>> START DATA SUPPLIED

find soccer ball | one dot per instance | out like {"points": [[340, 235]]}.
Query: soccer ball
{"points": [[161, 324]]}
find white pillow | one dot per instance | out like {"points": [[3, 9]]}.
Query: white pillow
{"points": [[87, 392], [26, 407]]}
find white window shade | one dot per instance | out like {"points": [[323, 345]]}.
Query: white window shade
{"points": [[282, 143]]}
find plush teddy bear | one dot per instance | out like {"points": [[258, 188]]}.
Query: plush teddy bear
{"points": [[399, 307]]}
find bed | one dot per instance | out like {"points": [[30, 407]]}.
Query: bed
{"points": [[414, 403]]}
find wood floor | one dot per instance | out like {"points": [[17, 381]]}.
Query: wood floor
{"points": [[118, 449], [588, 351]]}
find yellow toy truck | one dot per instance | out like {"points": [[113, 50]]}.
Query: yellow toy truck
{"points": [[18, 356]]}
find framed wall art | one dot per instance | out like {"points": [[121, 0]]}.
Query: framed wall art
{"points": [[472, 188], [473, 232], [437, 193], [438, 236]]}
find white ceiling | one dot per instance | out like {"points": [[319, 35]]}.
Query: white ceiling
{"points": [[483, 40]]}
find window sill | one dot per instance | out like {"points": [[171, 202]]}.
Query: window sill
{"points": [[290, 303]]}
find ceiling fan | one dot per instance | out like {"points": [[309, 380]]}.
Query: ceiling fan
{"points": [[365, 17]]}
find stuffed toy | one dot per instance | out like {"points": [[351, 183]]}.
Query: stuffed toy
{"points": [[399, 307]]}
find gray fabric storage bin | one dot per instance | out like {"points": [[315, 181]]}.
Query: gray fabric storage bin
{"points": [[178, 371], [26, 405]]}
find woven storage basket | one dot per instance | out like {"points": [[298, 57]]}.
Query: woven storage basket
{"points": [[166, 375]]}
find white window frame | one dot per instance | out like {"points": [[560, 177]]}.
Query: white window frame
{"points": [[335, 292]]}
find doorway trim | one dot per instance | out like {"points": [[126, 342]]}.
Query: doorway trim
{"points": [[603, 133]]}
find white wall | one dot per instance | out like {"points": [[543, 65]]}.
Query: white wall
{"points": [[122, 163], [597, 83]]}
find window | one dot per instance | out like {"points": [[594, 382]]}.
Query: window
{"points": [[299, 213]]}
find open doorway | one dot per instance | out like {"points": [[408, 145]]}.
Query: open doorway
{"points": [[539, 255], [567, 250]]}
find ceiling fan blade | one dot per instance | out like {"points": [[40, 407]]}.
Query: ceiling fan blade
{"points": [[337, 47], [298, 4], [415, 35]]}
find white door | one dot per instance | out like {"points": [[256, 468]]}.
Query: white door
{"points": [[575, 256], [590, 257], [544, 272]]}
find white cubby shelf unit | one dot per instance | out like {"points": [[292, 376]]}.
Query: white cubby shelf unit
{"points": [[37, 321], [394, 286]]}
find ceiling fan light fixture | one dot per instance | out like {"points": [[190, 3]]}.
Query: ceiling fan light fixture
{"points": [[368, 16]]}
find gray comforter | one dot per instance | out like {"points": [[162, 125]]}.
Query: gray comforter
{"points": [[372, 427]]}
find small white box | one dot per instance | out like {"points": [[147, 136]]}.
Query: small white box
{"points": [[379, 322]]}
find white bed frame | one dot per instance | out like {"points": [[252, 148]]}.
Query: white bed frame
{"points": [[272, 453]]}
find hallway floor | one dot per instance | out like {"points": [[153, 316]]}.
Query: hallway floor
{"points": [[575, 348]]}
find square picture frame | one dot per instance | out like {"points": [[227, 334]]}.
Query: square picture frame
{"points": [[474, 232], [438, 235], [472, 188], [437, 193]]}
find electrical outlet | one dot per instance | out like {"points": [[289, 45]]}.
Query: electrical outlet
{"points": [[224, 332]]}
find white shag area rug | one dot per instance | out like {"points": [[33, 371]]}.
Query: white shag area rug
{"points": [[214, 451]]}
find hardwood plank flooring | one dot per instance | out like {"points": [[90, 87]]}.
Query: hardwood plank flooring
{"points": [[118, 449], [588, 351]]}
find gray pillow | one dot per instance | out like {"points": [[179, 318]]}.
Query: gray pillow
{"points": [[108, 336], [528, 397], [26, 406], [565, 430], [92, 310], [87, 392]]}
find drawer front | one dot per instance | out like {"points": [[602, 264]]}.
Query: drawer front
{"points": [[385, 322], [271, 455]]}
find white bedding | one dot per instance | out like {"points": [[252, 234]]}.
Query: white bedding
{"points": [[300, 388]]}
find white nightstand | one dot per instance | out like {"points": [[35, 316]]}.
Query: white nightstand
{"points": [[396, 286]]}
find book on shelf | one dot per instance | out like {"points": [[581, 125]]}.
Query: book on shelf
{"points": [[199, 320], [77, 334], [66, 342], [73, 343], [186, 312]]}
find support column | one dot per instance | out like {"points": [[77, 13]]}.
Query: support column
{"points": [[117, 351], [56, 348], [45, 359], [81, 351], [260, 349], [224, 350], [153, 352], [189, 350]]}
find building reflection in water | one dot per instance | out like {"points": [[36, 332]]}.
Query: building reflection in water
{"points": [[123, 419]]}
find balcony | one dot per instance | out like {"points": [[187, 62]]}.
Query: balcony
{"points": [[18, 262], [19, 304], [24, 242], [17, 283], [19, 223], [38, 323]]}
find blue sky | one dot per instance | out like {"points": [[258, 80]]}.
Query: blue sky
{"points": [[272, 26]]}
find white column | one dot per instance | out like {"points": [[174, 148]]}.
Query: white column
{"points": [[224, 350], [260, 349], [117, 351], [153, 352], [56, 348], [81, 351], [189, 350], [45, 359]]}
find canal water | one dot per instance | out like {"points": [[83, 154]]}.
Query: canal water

>> END DATA SUPPLIED

Set down, word for word, only the lines running from the line with "find drawer front" to the last line of the listing above. Both of those lines belong in your answer.

find drawer front | one dot per instance | out like {"points": [[602, 264]]}.
Query: drawer front
{"points": [[385, 322], [271, 455]]}
find white bedding | one dot per instance | out like {"points": [[252, 234]]}.
Query: white bedding
{"points": [[300, 388]]}
find white nightstand | one dot per instance | out like {"points": [[35, 316]]}.
Query: white nightstand
{"points": [[396, 286]]}
find book on shelf | one dot per instance | out like {"points": [[581, 125]]}.
Query: book on shelf
{"points": [[199, 320], [77, 334], [66, 342], [73, 343], [186, 312]]}
find support column | one dot per instance | out like {"points": [[77, 13]]}.
Query: support column
{"points": [[117, 351], [56, 348], [45, 359], [81, 351], [260, 349], [224, 350], [153, 352], [189, 350]]}
find building reflection in water | one dot per instance | out like {"points": [[36, 332]]}.
Query: building reflection in water
{"points": [[123, 419]]}
find balcony | one dot per instance | out like {"points": [[187, 62]]}.
Query: balcony
{"points": [[18, 262], [19, 304], [24, 242], [17, 283], [19, 223], [38, 323]]}
find blue sky | one dot per instance | out like {"points": [[258, 80]]}.
Query: blue sky
{"points": [[272, 26]]}
find white column | one dot per instance | out like {"points": [[174, 148]]}.
Query: white column
{"points": [[224, 350], [260, 349], [117, 351], [153, 352], [56, 348], [81, 351], [189, 350], [45, 359]]}
find canal water | one dot per instance | out like {"points": [[83, 154]]}.
Query: canal water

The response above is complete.